[Information shown]:
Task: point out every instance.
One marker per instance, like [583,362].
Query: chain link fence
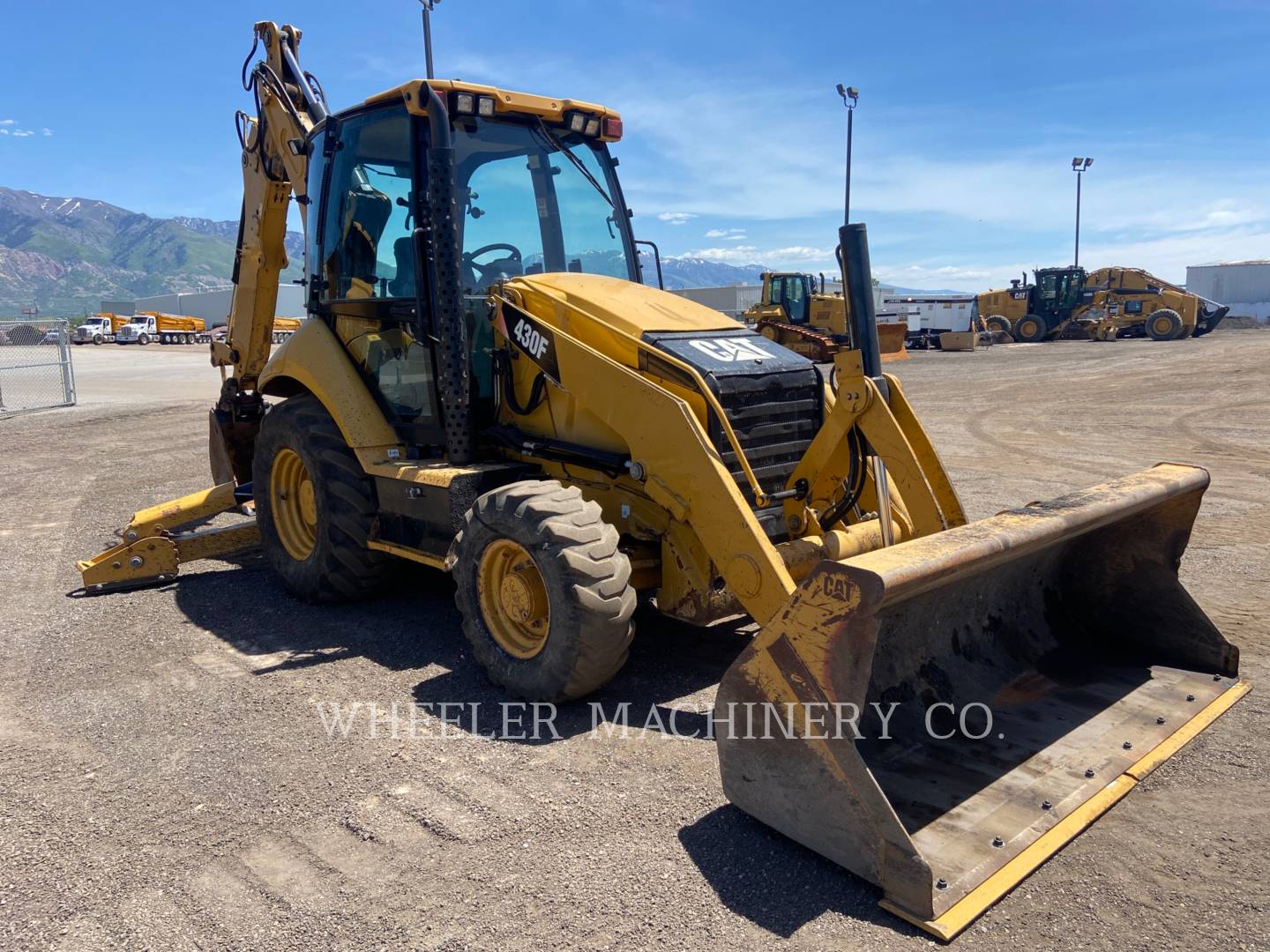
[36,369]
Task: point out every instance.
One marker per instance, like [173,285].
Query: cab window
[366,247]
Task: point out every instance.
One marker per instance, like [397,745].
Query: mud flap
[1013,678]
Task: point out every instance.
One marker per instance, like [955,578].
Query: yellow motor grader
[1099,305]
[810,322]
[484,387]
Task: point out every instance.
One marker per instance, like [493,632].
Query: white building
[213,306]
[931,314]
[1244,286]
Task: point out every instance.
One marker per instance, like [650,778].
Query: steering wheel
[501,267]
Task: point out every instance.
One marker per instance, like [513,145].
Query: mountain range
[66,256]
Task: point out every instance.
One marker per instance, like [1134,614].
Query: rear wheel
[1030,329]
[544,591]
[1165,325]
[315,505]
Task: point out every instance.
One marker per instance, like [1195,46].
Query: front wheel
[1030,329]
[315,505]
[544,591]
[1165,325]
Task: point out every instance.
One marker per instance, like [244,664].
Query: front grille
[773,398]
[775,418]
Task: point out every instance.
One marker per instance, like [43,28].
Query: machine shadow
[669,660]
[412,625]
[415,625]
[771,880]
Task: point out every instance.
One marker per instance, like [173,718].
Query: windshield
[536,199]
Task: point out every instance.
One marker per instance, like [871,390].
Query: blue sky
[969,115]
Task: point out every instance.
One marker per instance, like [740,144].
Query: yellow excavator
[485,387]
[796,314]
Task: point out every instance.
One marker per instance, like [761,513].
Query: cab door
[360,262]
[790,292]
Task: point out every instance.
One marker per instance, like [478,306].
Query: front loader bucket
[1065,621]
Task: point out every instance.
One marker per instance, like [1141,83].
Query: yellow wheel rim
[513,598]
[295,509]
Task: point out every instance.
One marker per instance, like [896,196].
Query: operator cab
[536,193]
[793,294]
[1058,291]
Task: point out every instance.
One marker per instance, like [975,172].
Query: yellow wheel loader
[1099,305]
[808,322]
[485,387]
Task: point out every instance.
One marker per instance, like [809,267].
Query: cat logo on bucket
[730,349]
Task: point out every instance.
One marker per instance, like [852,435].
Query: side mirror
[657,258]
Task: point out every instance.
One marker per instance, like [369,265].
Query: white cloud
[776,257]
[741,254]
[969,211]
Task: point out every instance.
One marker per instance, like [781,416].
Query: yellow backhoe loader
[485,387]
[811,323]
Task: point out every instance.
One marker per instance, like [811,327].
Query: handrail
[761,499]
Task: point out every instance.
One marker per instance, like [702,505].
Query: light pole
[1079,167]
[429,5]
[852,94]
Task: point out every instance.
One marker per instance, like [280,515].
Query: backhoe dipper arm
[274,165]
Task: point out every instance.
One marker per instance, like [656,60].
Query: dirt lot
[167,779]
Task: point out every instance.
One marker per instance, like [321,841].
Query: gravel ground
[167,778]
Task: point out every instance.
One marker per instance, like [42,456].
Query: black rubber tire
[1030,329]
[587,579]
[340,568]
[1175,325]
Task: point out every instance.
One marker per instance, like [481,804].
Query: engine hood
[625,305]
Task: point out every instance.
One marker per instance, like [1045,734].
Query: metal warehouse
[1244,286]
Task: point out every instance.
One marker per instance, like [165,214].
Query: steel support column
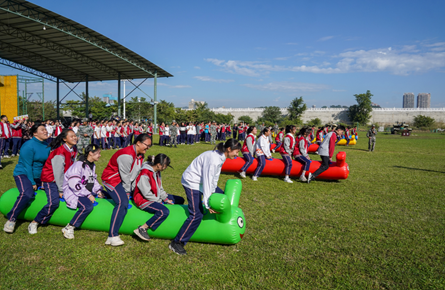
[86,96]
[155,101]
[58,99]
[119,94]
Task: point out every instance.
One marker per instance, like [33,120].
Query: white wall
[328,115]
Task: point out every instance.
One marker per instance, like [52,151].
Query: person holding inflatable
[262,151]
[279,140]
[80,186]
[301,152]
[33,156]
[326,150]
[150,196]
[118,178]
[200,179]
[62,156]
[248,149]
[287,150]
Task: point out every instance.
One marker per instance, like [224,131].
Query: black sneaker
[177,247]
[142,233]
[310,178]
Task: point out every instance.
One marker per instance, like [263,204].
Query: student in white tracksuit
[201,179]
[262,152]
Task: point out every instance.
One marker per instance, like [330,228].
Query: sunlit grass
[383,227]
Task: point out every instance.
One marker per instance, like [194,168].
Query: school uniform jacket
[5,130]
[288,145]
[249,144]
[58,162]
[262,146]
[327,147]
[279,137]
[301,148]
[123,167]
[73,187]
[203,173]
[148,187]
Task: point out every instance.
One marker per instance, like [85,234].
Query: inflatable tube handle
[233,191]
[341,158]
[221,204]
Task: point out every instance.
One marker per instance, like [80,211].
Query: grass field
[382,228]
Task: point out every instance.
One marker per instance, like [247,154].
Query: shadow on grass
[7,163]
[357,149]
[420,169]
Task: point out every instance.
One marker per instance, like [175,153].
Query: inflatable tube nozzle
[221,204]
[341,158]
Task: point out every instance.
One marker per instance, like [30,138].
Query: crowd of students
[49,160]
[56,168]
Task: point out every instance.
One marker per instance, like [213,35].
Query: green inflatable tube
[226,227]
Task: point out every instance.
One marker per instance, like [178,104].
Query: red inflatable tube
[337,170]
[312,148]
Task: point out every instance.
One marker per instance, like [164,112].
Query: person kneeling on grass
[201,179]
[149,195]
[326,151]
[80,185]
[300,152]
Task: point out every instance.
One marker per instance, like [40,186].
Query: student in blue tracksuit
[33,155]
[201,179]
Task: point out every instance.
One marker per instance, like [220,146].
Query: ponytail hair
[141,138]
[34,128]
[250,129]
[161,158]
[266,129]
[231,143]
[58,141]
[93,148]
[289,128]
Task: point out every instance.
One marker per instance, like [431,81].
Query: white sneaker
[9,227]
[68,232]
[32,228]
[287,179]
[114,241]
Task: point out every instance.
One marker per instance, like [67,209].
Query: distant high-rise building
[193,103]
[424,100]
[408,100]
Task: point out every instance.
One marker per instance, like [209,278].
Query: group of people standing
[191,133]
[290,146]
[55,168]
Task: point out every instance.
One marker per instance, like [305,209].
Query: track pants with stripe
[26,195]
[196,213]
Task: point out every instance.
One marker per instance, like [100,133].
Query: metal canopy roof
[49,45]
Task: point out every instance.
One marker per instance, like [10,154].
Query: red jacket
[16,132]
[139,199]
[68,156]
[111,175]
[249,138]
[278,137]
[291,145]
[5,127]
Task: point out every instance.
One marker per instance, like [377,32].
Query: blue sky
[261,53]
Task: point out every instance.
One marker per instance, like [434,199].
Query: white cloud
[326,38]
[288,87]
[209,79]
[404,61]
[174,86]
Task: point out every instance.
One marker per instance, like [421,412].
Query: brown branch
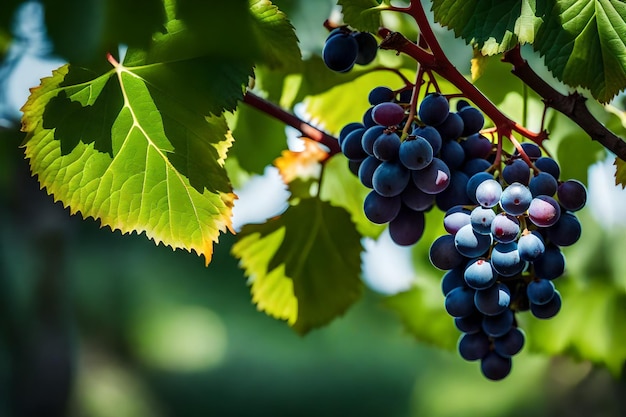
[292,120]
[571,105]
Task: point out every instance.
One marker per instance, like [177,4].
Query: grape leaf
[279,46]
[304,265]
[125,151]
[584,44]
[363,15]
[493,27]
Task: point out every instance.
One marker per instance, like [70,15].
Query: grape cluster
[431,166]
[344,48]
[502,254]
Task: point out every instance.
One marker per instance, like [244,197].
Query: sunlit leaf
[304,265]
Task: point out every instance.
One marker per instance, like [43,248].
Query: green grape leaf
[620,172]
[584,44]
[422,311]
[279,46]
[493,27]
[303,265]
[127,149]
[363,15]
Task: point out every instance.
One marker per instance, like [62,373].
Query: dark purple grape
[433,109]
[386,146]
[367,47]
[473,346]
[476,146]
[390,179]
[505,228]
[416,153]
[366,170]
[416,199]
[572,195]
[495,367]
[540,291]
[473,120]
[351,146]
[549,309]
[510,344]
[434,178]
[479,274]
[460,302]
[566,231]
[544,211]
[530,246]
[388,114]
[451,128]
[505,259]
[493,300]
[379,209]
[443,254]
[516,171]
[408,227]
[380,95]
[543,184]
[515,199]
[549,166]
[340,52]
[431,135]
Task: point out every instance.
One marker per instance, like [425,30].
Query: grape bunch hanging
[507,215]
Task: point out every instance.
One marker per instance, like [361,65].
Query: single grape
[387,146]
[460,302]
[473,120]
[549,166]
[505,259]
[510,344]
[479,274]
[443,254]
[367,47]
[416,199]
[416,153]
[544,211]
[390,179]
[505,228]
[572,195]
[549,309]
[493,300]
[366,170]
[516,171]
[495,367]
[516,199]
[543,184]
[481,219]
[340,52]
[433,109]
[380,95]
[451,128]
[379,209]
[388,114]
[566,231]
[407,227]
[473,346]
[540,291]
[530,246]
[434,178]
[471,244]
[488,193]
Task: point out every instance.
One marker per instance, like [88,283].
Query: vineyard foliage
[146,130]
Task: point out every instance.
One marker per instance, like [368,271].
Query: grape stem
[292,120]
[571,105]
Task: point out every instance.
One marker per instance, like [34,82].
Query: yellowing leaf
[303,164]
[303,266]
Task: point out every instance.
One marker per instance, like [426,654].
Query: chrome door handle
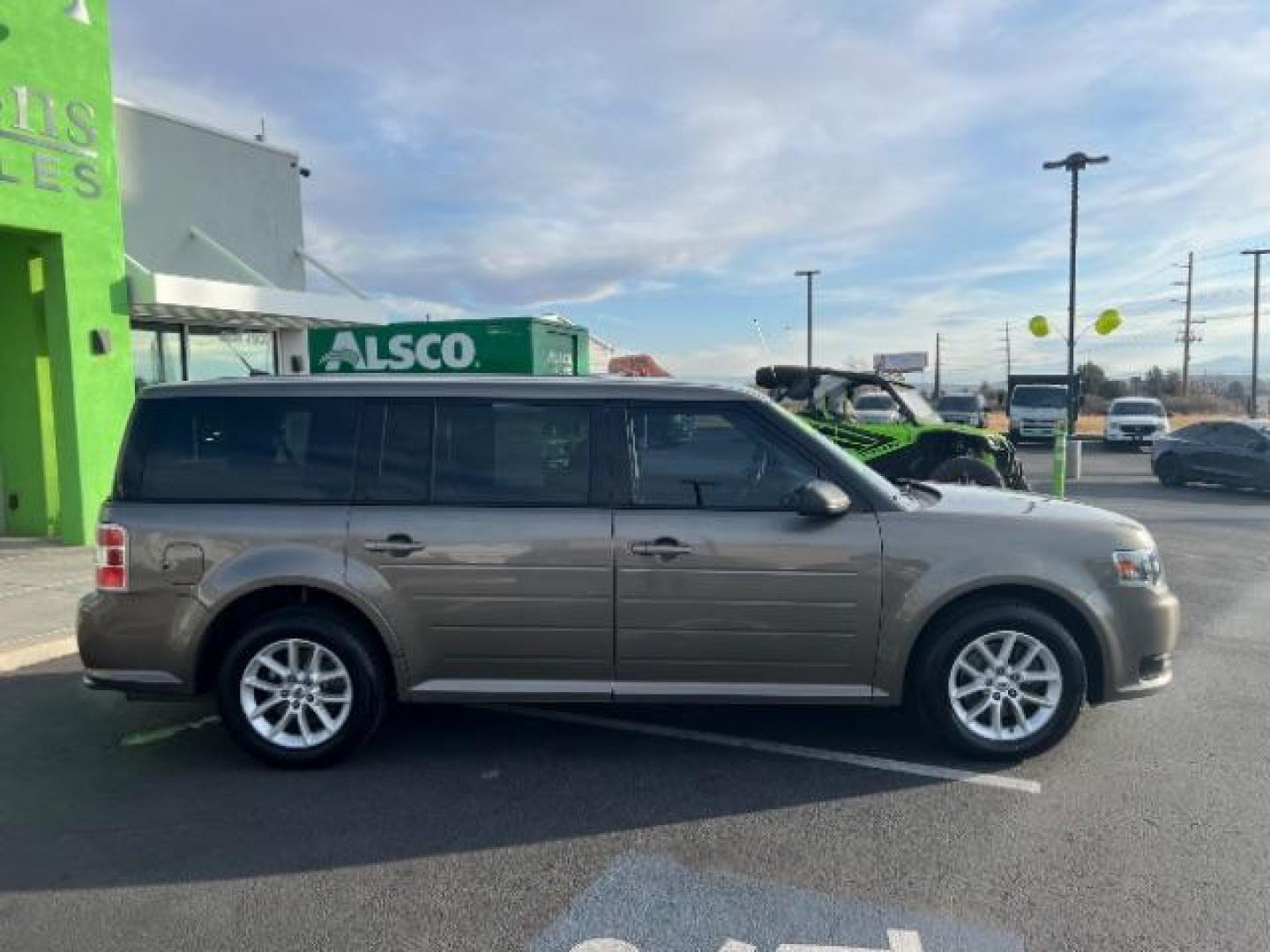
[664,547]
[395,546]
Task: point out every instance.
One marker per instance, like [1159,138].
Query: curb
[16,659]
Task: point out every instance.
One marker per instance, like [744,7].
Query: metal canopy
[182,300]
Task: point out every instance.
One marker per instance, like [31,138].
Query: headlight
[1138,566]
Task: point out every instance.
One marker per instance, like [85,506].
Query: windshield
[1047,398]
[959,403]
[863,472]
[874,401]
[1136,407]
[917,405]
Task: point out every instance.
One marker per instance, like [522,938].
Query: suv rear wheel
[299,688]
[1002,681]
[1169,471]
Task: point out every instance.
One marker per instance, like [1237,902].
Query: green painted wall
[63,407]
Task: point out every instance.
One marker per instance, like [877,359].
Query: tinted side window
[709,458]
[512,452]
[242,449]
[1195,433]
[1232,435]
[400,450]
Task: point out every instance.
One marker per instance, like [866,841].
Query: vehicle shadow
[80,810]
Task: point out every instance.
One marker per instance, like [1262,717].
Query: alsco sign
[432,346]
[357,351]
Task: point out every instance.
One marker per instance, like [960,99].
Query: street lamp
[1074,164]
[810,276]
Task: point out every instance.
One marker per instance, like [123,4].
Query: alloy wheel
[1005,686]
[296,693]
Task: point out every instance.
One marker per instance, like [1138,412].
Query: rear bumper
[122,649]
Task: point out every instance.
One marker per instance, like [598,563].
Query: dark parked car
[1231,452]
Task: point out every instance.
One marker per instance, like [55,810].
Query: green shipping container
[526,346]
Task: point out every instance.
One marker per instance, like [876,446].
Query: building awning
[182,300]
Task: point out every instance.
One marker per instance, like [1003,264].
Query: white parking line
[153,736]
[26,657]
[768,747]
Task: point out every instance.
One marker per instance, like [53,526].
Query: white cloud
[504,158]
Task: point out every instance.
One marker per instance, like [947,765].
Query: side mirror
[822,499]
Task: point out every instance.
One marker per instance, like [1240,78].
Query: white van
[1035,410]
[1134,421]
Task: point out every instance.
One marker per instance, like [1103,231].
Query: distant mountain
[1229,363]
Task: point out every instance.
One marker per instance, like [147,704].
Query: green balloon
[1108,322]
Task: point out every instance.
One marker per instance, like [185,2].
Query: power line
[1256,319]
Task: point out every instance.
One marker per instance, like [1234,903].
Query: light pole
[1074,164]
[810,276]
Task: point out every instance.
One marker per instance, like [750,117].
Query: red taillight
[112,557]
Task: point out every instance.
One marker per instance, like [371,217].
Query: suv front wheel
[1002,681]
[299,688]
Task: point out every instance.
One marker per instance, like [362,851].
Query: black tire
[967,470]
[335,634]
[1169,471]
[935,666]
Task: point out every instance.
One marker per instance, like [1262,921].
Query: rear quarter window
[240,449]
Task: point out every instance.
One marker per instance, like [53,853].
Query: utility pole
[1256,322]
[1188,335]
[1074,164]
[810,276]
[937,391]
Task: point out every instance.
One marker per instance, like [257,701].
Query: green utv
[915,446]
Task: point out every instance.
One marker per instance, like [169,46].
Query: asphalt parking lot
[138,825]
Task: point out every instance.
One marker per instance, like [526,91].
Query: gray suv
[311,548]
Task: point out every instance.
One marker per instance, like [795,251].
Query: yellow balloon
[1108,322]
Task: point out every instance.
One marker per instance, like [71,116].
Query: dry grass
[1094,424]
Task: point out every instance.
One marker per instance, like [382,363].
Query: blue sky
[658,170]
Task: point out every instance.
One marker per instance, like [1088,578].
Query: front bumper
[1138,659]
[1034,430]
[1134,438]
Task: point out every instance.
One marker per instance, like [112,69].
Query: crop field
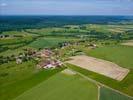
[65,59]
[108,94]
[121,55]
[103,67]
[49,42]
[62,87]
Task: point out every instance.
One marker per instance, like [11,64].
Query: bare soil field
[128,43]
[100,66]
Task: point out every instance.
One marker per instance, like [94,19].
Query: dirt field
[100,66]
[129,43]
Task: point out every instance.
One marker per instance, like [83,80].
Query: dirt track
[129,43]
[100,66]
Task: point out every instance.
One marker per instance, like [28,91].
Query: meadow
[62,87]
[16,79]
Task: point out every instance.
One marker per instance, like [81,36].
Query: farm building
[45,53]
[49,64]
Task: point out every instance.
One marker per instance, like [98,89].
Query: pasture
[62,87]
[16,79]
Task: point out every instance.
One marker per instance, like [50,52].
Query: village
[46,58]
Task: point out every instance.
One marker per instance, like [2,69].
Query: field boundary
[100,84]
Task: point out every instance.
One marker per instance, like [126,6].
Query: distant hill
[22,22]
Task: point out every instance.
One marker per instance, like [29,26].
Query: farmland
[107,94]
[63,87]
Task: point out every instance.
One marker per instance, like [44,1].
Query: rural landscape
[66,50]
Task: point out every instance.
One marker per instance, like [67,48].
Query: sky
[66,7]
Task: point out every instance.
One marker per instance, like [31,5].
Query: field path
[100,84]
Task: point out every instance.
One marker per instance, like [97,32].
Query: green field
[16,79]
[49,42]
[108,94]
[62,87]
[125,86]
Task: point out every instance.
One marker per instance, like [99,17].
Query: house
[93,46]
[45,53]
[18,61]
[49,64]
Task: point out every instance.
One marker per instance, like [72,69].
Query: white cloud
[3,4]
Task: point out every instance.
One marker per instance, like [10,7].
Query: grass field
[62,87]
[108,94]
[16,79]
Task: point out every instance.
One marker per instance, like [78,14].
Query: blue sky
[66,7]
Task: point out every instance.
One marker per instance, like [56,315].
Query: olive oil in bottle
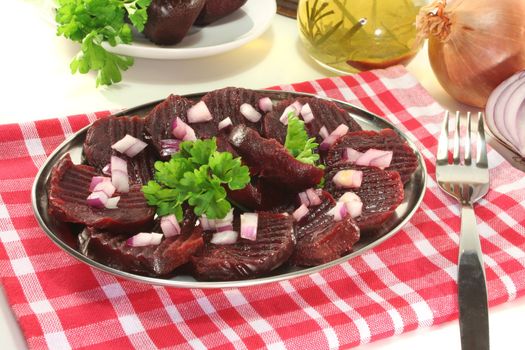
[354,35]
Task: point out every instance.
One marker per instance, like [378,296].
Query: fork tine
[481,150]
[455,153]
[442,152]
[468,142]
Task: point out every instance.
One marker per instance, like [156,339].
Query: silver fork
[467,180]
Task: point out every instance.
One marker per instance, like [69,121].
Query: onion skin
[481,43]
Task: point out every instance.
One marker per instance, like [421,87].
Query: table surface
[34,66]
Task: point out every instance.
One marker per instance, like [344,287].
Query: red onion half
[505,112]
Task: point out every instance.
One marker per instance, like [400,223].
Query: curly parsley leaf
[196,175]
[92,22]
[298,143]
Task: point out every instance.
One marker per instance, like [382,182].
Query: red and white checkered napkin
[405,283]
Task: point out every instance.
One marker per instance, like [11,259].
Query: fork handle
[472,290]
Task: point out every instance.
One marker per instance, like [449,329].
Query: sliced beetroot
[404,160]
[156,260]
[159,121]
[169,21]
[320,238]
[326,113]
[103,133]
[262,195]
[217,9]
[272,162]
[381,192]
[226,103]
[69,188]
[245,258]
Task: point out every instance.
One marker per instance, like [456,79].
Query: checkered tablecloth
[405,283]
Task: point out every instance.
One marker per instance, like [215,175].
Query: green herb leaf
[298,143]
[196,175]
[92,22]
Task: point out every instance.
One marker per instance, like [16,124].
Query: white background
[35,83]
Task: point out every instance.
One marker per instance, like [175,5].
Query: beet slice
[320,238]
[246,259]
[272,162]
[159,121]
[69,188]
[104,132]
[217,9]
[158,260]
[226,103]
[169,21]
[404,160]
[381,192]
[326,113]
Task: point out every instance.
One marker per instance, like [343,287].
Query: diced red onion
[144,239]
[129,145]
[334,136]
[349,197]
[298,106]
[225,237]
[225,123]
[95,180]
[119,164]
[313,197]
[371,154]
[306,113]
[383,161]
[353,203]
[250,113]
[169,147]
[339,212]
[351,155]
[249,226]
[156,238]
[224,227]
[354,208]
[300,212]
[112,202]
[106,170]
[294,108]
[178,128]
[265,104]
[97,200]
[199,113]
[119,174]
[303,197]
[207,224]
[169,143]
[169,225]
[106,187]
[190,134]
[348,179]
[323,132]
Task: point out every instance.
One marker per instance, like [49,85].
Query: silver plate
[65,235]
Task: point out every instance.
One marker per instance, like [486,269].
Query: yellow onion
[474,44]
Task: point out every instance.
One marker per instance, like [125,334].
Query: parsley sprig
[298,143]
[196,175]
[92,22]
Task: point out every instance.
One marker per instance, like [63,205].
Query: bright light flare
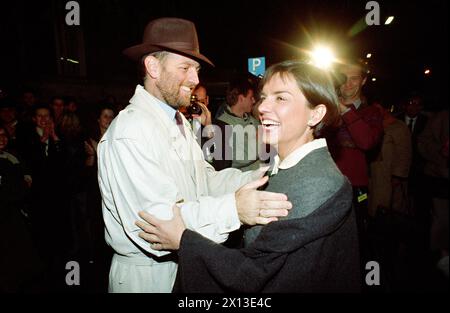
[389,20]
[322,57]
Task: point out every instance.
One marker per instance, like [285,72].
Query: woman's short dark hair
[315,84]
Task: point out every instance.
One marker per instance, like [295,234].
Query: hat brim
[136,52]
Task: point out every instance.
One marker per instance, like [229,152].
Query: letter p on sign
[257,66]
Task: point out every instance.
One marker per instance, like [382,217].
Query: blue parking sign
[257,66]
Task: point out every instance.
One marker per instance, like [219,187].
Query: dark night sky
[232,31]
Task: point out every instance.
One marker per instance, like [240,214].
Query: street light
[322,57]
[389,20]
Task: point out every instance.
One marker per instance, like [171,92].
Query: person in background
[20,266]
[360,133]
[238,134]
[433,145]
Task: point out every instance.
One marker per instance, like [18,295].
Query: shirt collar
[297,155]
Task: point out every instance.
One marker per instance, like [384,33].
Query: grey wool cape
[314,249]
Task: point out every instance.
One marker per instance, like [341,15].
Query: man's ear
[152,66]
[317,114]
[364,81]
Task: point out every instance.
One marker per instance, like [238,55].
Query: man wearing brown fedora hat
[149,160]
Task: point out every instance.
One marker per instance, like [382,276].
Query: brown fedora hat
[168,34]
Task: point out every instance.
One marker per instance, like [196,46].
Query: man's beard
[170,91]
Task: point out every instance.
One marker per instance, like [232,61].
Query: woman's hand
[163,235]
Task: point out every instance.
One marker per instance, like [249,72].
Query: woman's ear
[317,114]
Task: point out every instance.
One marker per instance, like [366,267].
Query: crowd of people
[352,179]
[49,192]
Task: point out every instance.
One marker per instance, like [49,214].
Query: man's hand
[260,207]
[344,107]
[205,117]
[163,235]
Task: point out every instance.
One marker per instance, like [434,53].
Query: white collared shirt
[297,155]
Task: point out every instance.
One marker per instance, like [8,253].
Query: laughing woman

[The problem]: Nothing should appear in the answer except the lines above from the line with "One marker per instance, like [382,276]." through the line with "One marker per instance, like [49,214].", both included, written out exactly.

[Completed exercise]:
One marker per instance, like [382,276].
Query: brown fedora hat
[168,34]
Task: point out every instance.
One marker per instance, like [196,46].
Query: man's beard
[170,91]
Task: point out every instance.
One marker per instance, like [232,61].
Query: woman's hand
[163,235]
Task: point out every instance.
One marker per instance, like [249,72].
Query: woman's ear
[317,114]
Task: point out every instance.
One marker per instance, like [366,267].
Query: crowd of people
[352,179]
[49,192]
Task: point out every instance.
One marker per instance, like [49,214].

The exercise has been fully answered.